◆ **Task instructions**
Word for word, copy out every line of the records, omitting each picture.

Data records Block Start

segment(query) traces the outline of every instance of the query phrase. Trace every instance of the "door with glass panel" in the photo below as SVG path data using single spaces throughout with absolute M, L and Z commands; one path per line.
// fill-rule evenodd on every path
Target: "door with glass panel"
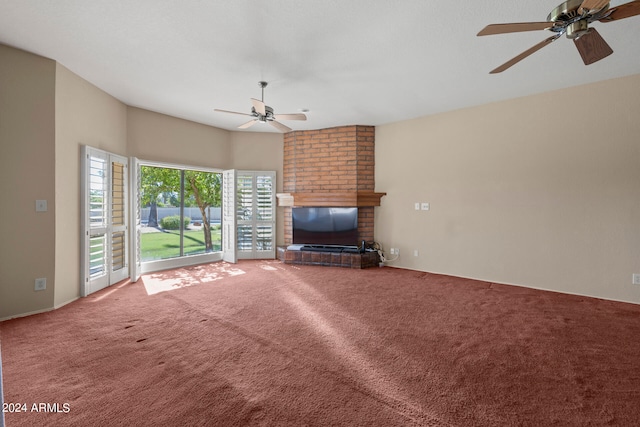
M 81 293 L 89 295 L 129 277 L 128 160 L 83 147 Z
M 275 172 L 236 172 L 238 258 L 275 258 L 275 193 Z

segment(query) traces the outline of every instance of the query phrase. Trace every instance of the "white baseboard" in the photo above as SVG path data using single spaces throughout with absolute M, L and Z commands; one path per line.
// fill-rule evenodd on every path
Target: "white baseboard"
M 19 317 L 33 316 L 34 314 L 41 314 L 41 313 L 46 313 L 48 311 L 57 310 L 60 307 L 64 307 L 65 305 L 70 304 L 70 303 L 72 303 L 72 302 L 74 302 L 74 301 L 76 301 L 78 299 L 80 299 L 80 297 L 75 297 L 73 299 L 70 299 L 69 301 L 65 301 L 62 304 L 58 304 L 58 305 L 55 305 L 55 306 L 50 307 L 50 308 L 43 308 L 42 310 L 29 311 L 27 313 L 20 313 L 20 314 L 14 314 L 13 316 L 3 317 L 3 318 L 0 319 L 0 322 L 4 322 L 5 320 L 17 319 Z

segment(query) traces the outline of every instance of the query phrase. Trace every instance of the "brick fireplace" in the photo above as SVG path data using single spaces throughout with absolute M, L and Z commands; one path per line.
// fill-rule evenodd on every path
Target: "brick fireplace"
M 373 241 L 375 127 L 341 126 L 284 136 L 284 243 L 292 243 L 291 207 L 358 207 L 359 240 Z

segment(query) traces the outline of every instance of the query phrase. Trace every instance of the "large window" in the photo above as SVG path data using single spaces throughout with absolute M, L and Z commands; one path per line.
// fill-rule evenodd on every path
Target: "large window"
M 83 147 L 82 176 L 82 295 L 162 269 L 275 258 L 273 171 L 142 163 Z
M 140 167 L 142 262 L 221 250 L 219 172 Z

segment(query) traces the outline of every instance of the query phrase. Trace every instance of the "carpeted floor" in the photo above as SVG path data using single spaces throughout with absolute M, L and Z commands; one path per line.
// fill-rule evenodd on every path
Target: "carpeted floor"
M 7 427 L 632 426 L 638 337 L 638 305 L 278 261 L 0 323 L 5 402 L 26 409 Z

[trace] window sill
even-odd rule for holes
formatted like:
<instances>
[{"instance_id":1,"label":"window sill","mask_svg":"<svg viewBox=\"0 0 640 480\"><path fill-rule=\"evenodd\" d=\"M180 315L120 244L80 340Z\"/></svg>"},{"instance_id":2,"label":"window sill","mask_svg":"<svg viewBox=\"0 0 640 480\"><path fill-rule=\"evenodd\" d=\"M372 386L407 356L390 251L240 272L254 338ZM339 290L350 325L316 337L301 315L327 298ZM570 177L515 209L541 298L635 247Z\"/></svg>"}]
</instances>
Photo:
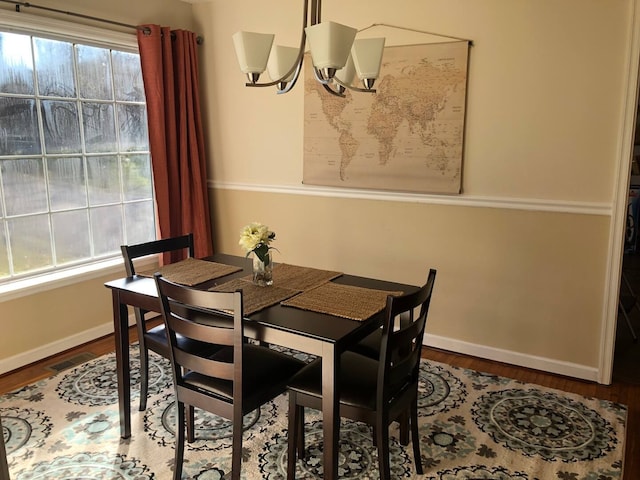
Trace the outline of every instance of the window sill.
<instances>
[{"instance_id":1,"label":"window sill","mask_svg":"<svg viewBox=\"0 0 640 480\"><path fill-rule=\"evenodd\" d=\"M136 268L138 266L153 265L154 263L157 264L157 258L155 256L145 257L136 262ZM44 275L37 275L22 280L15 280L5 285L0 285L0 303L111 274L125 275L122 257Z\"/></svg>"}]
</instances>

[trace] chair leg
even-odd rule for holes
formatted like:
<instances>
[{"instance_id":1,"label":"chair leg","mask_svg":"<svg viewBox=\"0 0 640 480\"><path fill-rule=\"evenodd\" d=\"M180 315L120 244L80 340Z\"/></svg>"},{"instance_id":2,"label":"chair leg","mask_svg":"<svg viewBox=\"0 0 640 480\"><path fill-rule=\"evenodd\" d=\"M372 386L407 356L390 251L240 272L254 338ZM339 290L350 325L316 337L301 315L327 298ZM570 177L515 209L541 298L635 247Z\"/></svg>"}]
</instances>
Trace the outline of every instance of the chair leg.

Data records Block End

◆ **Task result**
segment(query) traces the outline of every instance of the query phrase. Trace every instance of the "door with glass panel" in the photo below as SVG path data using single spaces throughout with absolute M, L and Z commands; one path per line.
// fill-rule evenodd on every path
Target: "door with glass panel"
M 81 293 L 89 295 L 129 277 L 128 160 L 83 147 Z
M 275 172 L 236 172 L 238 258 L 275 258 L 275 193 Z

segment(query) traces the outline of every instance of the query phrase. Trace every instance of the "white baseboard" in the photo above as SVG path data using single spaces throughout with absolute M, L and Z commands; one path per line.
// fill-rule evenodd on every path
Target: "white baseboard"
M 19 317 L 33 316 L 34 314 L 41 314 L 41 313 L 46 313 L 48 311 L 57 310 L 60 307 L 64 307 L 65 305 L 70 304 L 70 303 L 72 303 L 72 302 L 74 302 L 74 301 L 76 301 L 78 299 L 80 299 L 80 297 L 75 297 L 73 299 L 70 299 L 69 301 L 65 301 L 62 304 L 58 304 L 58 305 L 55 305 L 55 306 L 50 307 L 50 308 L 43 308 L 42 310 L 29 311 L 27 313 L 20 313 L 20 314 L 14 314 L 13 316 L 3 317 L 3 318 L 0 319 L 0 322 L 4 322 L 5 320 L 17 319 Z

segment(query) traces the outline of every instance of the query phrase. Trace every instance of the "brick fireplace" in the photo above as SVG path data using single spaces throughout with absolute M, L and Z commands; one path per line.
// fill-rule evenodd on every path
Target: "brick fireplace"
M 373 241 L 375 127 L 341 126 L 284 136 L 284 243 L 292 243 L 291 207 L 358 207 L 359 240 Z

segment(query) traces the outline of every instance of the query phrase. Trace every instance of the "large window" in the photo above as SVG path data using single spaces throughout with absolute M, L and Z commands; one path per line.
// fill-rule evenodd on every path
Target: "large window"
M 83 147 L 82 176 L 82 295 L 162 269 L 275 258 L 273 171 L 142 163 Z
M 140 167 L 142 262 L 221 250 L 219 172 Z

segment(query) traces the outline of every instance of the query phrase. Trace every instance of the "carpeted floor" in the photo above as SVG path data using single spaces throughout with absolute M, L and Z commands; one path per line.
// fill-rule evenodd on every path
Target: "carpeted floor"
M 7 427 L 632 426 L 638 337 L 638 305 L 278 261 L 0 323 L 5 402 L 26 409 Z

[trace] window sill
even-odd rule for holes
formatted like:
<instances>
[{"instance_id":1,"label":"window sill","mask_svg":"<svg viewBox=\"0 0 640 480\"><path fill-rule=\"evenodd\" d=\"M180 315L120 244L80 340Z\"/></svg>"},{"instance_id":2,"label":"window sill","mask_svg":"<svg viewBox=\"0 0 640 480\"><path fill-rule=\"evenodd\" d=\"M372 386L407 356L390 251L240 272L254 338ZM339 290L350 325L316 337L301 315L327 298ZM570 177L515 209L541 298L635 247Z\"/></svg>"}]
</instances>
Photo:
Trace the outline of every instance of the window sill.
<instances>
[{"instance_id":1,"label":"window sill","mask_svg":"<svg viewBox=\"0 0 640 480\"><path fill-rule=\"evenodd\" d=\"M136 268L138 266L153 265L154 263L157 264L157 258L155 256L145 257L136 262ZM44 275L37 275L22 280L15 280L5 285L0 285L0 303L111 274L125 275L122 257Z\"/></svg>"}]
</instances>

[trace] chair leg
even-odd rule for holes
formatted like:
<instances>
[{"instance_id":1,"label":"chair leg","mask_svg":"<svg viewBox=\"0 0 640 480\"><path fill-rule=\"evenodd\" d=\"M180 315L120 244L80 340Z\"/></svg>"},{"instance_id":2,"label":"chair leg","mask_svg":"<svg viewBox=\"0 0 640 480\"><path fill-rule=\"evenodd\" d=\"M372 386L407 356L390 251L240 272L254 338ZM339 290L350 325L316 337L301 315L327 298ZM570 177L515 209L541 298L635 247Z\"/></svg>"}]
</instances>
Trace the outline of every instance of the chair leg.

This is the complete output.